— WHAT IS EXPECTED —
Gather every line of the rows below that contains the word "lettering". Copy each line without changes.

— PROVIDED INFORMATION —
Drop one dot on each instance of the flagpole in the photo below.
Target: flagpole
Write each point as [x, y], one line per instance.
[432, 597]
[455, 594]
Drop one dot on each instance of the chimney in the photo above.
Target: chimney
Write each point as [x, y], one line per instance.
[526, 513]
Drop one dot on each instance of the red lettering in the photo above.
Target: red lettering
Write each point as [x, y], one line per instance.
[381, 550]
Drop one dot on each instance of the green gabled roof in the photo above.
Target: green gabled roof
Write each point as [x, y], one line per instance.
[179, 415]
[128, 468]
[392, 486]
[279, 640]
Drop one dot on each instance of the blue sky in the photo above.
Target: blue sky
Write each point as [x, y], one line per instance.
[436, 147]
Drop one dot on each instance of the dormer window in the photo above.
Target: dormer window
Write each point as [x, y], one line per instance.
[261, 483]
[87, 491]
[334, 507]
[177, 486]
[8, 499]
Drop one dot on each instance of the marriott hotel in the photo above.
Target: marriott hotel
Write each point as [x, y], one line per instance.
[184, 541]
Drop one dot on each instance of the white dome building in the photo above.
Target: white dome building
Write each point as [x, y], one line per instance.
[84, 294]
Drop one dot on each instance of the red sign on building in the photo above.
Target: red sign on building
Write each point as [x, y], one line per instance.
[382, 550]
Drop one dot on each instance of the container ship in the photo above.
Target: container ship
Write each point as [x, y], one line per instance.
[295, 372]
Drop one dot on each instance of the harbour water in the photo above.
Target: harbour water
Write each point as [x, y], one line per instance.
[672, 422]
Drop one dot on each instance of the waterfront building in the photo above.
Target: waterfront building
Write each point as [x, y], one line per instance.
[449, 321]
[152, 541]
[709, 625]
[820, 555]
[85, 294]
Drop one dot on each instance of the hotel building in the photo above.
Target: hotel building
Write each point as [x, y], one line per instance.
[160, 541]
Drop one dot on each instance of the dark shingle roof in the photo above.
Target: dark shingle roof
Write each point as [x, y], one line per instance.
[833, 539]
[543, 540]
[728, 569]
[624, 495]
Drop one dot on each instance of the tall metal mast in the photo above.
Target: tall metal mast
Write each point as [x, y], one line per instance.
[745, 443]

* * *

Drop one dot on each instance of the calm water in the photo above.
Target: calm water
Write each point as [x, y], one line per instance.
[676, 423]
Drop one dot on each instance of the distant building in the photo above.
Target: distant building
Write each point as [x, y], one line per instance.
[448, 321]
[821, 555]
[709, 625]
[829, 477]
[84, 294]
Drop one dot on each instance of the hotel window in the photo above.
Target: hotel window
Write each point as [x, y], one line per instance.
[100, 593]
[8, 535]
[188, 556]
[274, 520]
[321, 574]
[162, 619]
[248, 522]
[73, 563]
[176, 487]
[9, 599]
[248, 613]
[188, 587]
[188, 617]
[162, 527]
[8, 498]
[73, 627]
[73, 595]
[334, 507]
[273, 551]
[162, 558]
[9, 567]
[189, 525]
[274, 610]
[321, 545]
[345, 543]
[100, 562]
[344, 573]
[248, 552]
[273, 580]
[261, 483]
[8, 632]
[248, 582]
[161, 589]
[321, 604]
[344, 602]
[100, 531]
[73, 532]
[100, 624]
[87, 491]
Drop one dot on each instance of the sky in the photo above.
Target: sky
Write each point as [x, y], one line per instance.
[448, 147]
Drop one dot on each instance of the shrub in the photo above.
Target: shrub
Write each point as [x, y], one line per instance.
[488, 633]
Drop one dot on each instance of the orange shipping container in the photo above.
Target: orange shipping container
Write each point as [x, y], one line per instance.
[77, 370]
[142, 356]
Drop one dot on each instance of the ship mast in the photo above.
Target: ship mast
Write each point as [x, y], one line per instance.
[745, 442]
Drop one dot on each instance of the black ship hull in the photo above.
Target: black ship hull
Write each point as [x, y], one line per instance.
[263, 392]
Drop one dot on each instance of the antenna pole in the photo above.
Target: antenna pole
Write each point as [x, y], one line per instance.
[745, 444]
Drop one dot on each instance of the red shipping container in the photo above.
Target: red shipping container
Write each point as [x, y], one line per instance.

— THE SOLUTION —
Drop one dot on each instance of the red lettering in the photo above.
Target: red lettering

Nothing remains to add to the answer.